━━ Document segment ━━

12 basic energy saving tips for manufacturers
Jason Harvey , 6 December 2018 (8 min read)
Given the manufacturing industry accounts for eighteen per cent of Australia’s energy consumption, it has the most to gain from implementing energy saving improvements.
The Australian Bureau of Statistics estimates that business expenditure on energy in Australia reaches up to $45 billion dollars. Energy costs are unavoidable and are increasingly becoming a part of manufacturers’ bottom line.
While some facilities are mitigating their energy costs by installing on-site renewable generation, there are some more basic energy saving steps that everyone should investigate first. These can make a sizable dent on your electricity bills and improve the overall energy efficiency of your facility.
Here they are: 12 basic energy saving tips for manufacturers.
Switching off lights remains one of the easiest ways to save on energy but it’s surprising how often lights are kept on, even when no one is in the lit area. This problem is compounded in when employees go in and out of various buildings and work areas as they go about their duties.
Incorporate automated lighting systems that make adjustments based on the room’s occupancy or daylight availability. You can also install day/night switches to automatically control outdoor lighting. Additionally, install motion detector sensors that only switch lights on when the area is in use.
2. Turn off and run equipment only when required
Ensure you shut off machinery and equipment when not in use. Walking through your plant after-hours and ensuring equipment is powered down when not in use can result in significant savings over time.
Specifically, reduce the operating pressure of your air compressor, check for leakages, and turn it off completely when not in use. Compressed air alone accounts for 10 per cent of industrial power usage across Australia’s industrial sectors, according to the Victorian Government’s Compressed Air System Guide.
3. Reduce closing door delay
Automatic doors are a great way for manufacturing businesses, which require a cold room or refrigerated storage, to save on energy as they use sensors or a time delay to close the door.
Energy savings can be made by reducing the close delay timeframe on automatic doors, and limiting the frequency of cool room access as far as its practical.
4. Clean and maintain equipment
Regular cleaning and planned maintenance of your electrical and mechanical equipment will go a long way towards optimising its performance and lifespan, which can translate to energy efficiency savings.
Performing regular maintenance on your equipment will prolong its lifespan. Image: SAGE Automation
5. Air conditioning and heating
According to Siemens, heating and cooling uses around 20 to 40 per cent of a building’s energy.
Newer heating and cooling systems will be far more efficient than old ones, so it may be worth getting systems more than 10 years old replaced. Both blow heaters and portable radiators use significant amounts of electricity and will chew through the power bills so discourage their use. Lastly ensure your air conditioning and heating are set to the optimum points during the seasons.
‘Setting the temperature to 25 degrees Celsius could cut your office's daily air-conditioning energy consumption by 18 per cent,’ ABC reports.

━━━
━━ Data records ━━

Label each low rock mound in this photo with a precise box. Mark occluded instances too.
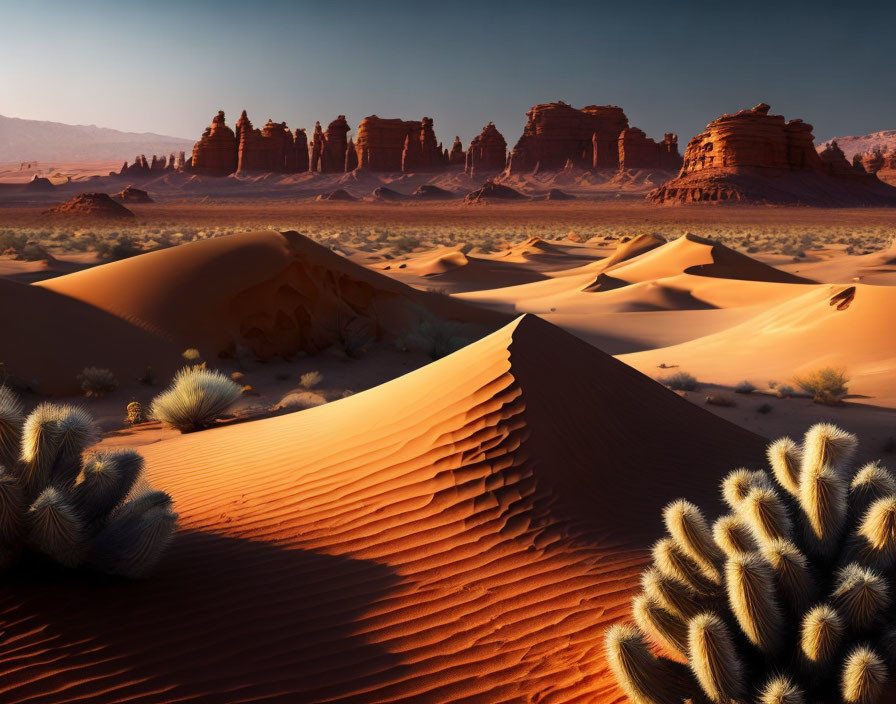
[44,193,134,220]
[464,181,529,203]
[112,186,155,203]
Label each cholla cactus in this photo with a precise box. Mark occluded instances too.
[0,387,177,577]
[606,424,896,704]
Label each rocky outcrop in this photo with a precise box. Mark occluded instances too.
[507,101,681,174]
[448,137,466,166]
[618,127,682,171]
[648,103,896,205]
[464,122,507,176]
[355,115,445,173]
[192,110,239,176]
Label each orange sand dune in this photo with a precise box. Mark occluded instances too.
[0,317,763,704]
[0,278,183,393]
[620,284,896,405]
[39,231,506,359]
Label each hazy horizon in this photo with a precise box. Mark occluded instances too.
[0,0,896,146]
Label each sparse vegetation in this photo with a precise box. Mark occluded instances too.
[78,367,118,396]
[657,372,697,391]
[793,367,849,406]
[0,387,177,577]
[150,368,242,433]
[299,372,324,389]
[606,424,896,704]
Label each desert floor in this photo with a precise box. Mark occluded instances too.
[0,199,896,702]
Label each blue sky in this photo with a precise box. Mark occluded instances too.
[0,0,896,145]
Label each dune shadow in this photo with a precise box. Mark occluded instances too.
[0,531,399,702]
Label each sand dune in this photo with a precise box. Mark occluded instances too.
[621,284,896,405]
[38,231,502,359]
[0,317,762,702]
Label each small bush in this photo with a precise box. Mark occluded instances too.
[299,372,324,389]
[125,401,146,425]
[793,367,849,406]
[657,372,697,391]
[78,367,118,396]
[150,369,242,433]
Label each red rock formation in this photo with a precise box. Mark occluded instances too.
[508,101,628,174]
[464,122,507,176]
[192,110,239,176]
[619,127,682,172]
[648,103,896,205]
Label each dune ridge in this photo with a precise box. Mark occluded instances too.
[0,316,763,703]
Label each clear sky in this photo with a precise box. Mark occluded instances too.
[0,0,896,145]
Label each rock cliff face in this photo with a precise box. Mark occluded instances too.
[355,115,445,172]
[464,122,507,176]
[192,110,239,176]
[508,101,681,174]
[648,103,896,205]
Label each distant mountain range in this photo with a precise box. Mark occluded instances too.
[0,115,193,162]
[818,130,896,161]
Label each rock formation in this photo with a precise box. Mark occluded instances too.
[355,115,445,173]
[648,103,896,205]
[464,122,507,176]
[192,110,239,176]
[507,101,681,174]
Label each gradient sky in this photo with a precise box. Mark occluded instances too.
[0,0,896,145]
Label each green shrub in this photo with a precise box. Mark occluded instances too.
[150,367,242,433]
[0,387,177,577]
[793,367,849,406]
[606,424,896,704]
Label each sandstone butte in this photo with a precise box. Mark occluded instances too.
[647,103,896,205]
[507,101,681,174]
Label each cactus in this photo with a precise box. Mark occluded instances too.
[0,389,177,577]
[613,424,896,704]
[688,613,745,704]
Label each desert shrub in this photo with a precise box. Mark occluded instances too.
[78,367,118,396]
[0,387,177,577]
[299,372,324,389]
[395,316,470,360]
[657,372,697,391]
[793,367,849,406]
[606,424,896,704]
[125,401,146,425]
[150,368,242,433]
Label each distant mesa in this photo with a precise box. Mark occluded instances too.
[44,193,134,220]
[507,101,681,175]
[112,186,155,203]
[464,181,529,203]
[648,103,896,206]
[317,188,358,201]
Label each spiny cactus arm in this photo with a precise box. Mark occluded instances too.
[604,625,692,704]
[71,450,144,525]
[759,675,806,704]
[28,487,86,567]
[688,613,746,704]
[738,487,793,546]
[725,553,784,654]
[663,499,723,584]
[833,562,890,631]
[712,514,759,557]
[800,423,858,476]
[800,604,846,667]
[88,492,177,578]
[761,540,817,614]
[767,438,803,497]
[0,386,25,472]
[632,594,688,662]
[840,645,887,704]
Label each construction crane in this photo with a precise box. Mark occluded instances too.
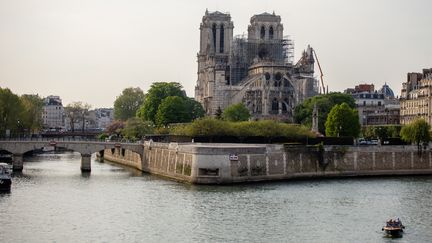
[312,48,328,94]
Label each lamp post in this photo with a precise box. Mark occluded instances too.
[82,110,85,133]
[17,119,21,138]
[69,111,75,132]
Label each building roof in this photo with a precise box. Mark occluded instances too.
[379,83,394,99]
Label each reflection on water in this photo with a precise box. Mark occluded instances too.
[0,153,432,242]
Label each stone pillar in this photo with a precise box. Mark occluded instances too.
[81,154,91,172]
[12,154,23,171]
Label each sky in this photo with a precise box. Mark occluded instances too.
[0,0,432,108]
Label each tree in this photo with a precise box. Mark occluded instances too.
[156,96,192,126]
[20,94,44,133]
[137,82,186,123]
[114,87,145,121]
[0,88,23,136]
[294,93,355,134]
[185,97,205,121]
[121,117,154,139]
[325,102,360,137]
[215,106,222,120]
[400,118,431,154]
[64,101,91,132]
[105,120,125,137]
[222,103,251,122]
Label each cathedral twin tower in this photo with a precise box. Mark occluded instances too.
[195,11,317,122]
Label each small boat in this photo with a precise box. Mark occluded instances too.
[0,163,12,191]
[381,219,405,237]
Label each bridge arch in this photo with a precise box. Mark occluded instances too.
[0,140,144,171]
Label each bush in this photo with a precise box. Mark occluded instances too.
[171,118,314,138]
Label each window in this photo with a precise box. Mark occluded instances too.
[219,25,225,53]
[261,26,265,39]
[272,98,279,111]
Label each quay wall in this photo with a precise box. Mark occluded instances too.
[104,142,432,184]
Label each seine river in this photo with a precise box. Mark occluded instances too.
[0,153,432,242]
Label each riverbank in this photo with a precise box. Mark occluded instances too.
[99,142,432,184]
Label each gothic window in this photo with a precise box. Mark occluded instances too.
[282,98,288,113]
[272,98,279,111]
[219,25,225,53]
[212,24,216,50]
[269,26,273,40]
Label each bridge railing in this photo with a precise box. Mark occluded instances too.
[0,137,143,144]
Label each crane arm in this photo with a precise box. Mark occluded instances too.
[312,49,325,94]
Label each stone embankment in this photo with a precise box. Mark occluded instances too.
[103,142,432,184]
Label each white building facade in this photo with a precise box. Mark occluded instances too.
[42,95,65,130]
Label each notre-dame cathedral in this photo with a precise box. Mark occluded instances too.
[195,11,318,122]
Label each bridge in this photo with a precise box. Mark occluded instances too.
[0,139,144,172]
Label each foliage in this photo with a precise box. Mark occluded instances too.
[400,118,431,151]
[105,120,125,136]
[98,133,108,140]
[156,96,191,126]
[171,117,313,138]
[325,103,360,137]
[362,125,402,139]
[136,82,186,123]
[294,93,355,134]
[20,94,44,133]
[64,101,91,132]
[185,97,205,121]
[215,106,222,120]
[121,117,154,139]
[114,87,144,121]
[0,88,23,136]
[222,103,251,122]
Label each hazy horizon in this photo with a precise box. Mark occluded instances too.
[0,0,432,108]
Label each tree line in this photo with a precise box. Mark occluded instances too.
[0,87,44,136]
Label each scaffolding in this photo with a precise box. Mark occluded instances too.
[229,34,294,85]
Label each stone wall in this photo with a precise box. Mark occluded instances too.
[102,148,143,170]
[104,142,432,184]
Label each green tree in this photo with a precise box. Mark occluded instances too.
[400,118,431,153]
[105,120,125,137]
[0,88,23,136]
[121,117,154,139]
[114,87,145,121]
[222,103,251,122]
[136,82,186,123]
[185,97,205,121]
[64,101,91,132]
[156,96,191,126]
[325,103,360,137]
[294,93,355,134]
[215,106,222,120]
[20,94,44,133]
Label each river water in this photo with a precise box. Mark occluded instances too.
[0,153,432,242]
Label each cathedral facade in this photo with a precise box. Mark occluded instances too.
[195,11,318,122]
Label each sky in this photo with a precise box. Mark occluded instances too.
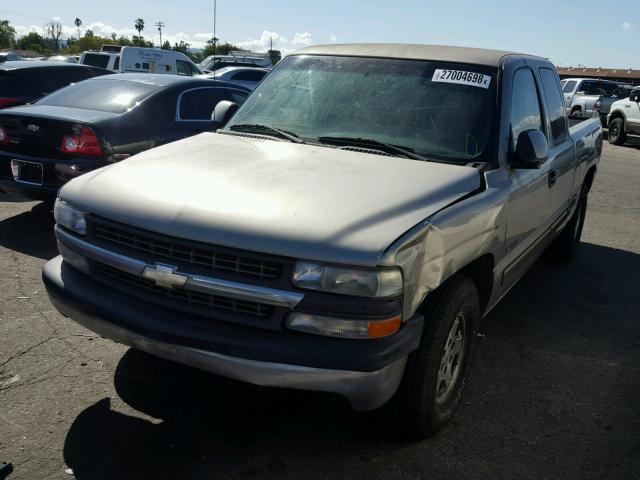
[0,0,640,69]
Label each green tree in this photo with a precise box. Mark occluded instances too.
[73,17,82,39]
[18,32,51,55]
[133,18,144,45]
[0,20,16,48]
[44,20,62,51]
[173,40,190,55]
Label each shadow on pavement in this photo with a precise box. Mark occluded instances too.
[0,198,58,260]
[64,244,640,479]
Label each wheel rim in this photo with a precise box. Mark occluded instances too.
[436,312,467,405]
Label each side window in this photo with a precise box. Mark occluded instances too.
[562,80,577,93]
[598,82,618,97]
[176,60,191,77]
[540,68,567,145]
[180,88,226,120]
[227,90,249,105]
[511,68,544,151]
[580,82,600,95]
[233,70,265,82]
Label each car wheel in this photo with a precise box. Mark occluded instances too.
[548,184,589,261]
[391,275,480,439]
[609,118,627,145]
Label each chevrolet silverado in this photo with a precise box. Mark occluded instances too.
[43,44,603,438]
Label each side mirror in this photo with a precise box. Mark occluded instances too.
[211,100,238,127]
[509,129,549,169]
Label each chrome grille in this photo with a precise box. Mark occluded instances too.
[97,263,274,318]
[94,223,282,280]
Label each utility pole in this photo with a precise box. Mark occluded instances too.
[156,22,165,50]
[213,0,218,57]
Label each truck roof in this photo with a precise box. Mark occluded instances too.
[292,43,546,67]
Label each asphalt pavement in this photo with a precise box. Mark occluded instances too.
[0,142,640,480]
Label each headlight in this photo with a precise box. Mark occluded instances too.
[287,312,402,340]
[53,198,87,235]
[292,262,402,297]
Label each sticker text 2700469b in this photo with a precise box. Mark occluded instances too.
[431,68,491,88]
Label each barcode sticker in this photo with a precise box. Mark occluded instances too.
[431,68,491,88]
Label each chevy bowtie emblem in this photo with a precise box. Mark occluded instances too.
[142,263,189,288]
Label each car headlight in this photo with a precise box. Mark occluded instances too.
[53,198,87,235]
[292,262,402,297]
[287,312,402,340]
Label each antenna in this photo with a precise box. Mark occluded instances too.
[156,22,166,50]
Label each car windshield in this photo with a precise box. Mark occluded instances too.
[37,78,160,113]
[228,55,497,163]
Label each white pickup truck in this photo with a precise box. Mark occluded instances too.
[43,44,603,438]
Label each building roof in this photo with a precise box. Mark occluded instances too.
[558,67,640,80]
[292,43,529,67]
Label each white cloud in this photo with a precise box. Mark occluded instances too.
[14,19,318,55]
[291,32,313,47]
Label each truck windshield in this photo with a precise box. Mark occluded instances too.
[228,55,497,163]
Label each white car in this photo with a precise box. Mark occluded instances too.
[607,87,640,145]
[205,67,271,90]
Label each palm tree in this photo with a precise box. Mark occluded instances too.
[134,18,144,44]
[73,17,82,40]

━━━

List of tasks ->
**1.** In the energy-saving article, what share of Australia's energy consumption comes from the manufacturing industry?
**2.** Return the stretch of the energy-saving article from "Energy savings can" through "as its practical.", copied word for word.
None of the entries has any bearing on this.

Task results ->
**1.** Eighteen percent.

**2.**
Energy savings can be made by reducing the close delay timeframe on automatic doors, and limiting the frequency of cool room access as far as its practical.